▶ Directions for this task:
Would you quote the material below in full and unchanged?

▶ Material for this task:
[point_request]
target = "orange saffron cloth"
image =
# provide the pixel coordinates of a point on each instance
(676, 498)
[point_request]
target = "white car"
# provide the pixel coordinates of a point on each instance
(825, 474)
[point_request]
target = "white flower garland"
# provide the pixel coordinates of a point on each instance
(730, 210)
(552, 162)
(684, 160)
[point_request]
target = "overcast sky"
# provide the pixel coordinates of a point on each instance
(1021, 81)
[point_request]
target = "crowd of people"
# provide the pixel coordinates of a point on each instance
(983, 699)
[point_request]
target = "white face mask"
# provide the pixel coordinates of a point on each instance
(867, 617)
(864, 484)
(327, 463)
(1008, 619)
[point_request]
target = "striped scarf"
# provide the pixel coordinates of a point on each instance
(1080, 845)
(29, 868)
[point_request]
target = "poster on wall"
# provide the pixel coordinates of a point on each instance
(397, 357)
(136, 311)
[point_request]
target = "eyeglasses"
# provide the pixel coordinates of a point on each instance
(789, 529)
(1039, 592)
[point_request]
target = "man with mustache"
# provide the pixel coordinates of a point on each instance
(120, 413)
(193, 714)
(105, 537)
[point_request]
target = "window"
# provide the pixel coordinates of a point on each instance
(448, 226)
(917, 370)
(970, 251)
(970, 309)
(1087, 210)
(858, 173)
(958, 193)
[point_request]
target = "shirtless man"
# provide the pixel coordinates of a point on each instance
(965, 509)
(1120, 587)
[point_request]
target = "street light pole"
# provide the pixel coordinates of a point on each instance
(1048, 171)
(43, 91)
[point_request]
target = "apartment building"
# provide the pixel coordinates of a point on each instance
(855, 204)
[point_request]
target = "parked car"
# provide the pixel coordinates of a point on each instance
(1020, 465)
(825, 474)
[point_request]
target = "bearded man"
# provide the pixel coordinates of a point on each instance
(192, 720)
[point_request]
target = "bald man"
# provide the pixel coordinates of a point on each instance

▶ Solved exercise:
[point_request]
target = "orange saffron cloth"
image =
# provide the pixel coordinates of a point on each instance
(676, 498)
[point_request]
target = "white car"
# provide the pixel coordinates of a point on each instance
(825, 474)
[point_request]
target = "white flower garland"
# provide the pixel coordinates of a point on each instance
(730, 210)
(552, 162)
(684, 160)
[point_request]
target = "overcast sky"
# provide the pixel coordinates of a point on each instance
(1021, 81)
[point_request]
target = "crowd of people"
# provide the pixel coordinates of a point on each instance
(983, 699)
[point_request]
target = "white face mask"
# provide the pixel coordinates of a point on each instance
(867, 617)
(864, 484)
(327, 463)
(1008, 619)
[point_request]
target = "striped scarf"
# provide the pixel coordinates of a point on each instance
(1080, 845)
(29, 868)
[point_request]
target = "poster on wall"
# provide the pixel coordinates of a point on each instance
(397, 357)
(136, 311)
[point_request]
target = "eyeglasses"
# provide the pixel coordinates of a point on each instance
(789, 529)
(1039, 592)
[point_request]
target = "man with mustache"
# provide the pixel coordinates of a point on each instance
(120, 413)
(193, 714)
(105, 537)
[point_request]
target = "window"
# provide the pixel coordinates of a point on each instance
(448, 226)
(917, 370)
(970, 251)
(970, 309)
(1087, 210)
(858, 173)
(958, 193)
[point_request]
target = "shirtless man"
# provide the pixel coordinates of a point on each instance
(965, 509)
(1120, 587)
[point_request]
target = "street light pole"
# provide the pixel coordinates of a point on each instance
(1048, 171)
(43, 91)
[point_request]
target = "apartment building"
# provide the pixel coordinates of a point on each instance
(855, 204)
[point_request]
target = "parked car"
# provide the pixel coordinates of a point on each instance
(1020, 465)
(825, 474)
[point_request]
target = "bearded man"
# provide the pixel coordinates of a point on each instance
(192, 720)
[point_request]
target = "bald man"
# provide the pixel coordinates of a point on each instance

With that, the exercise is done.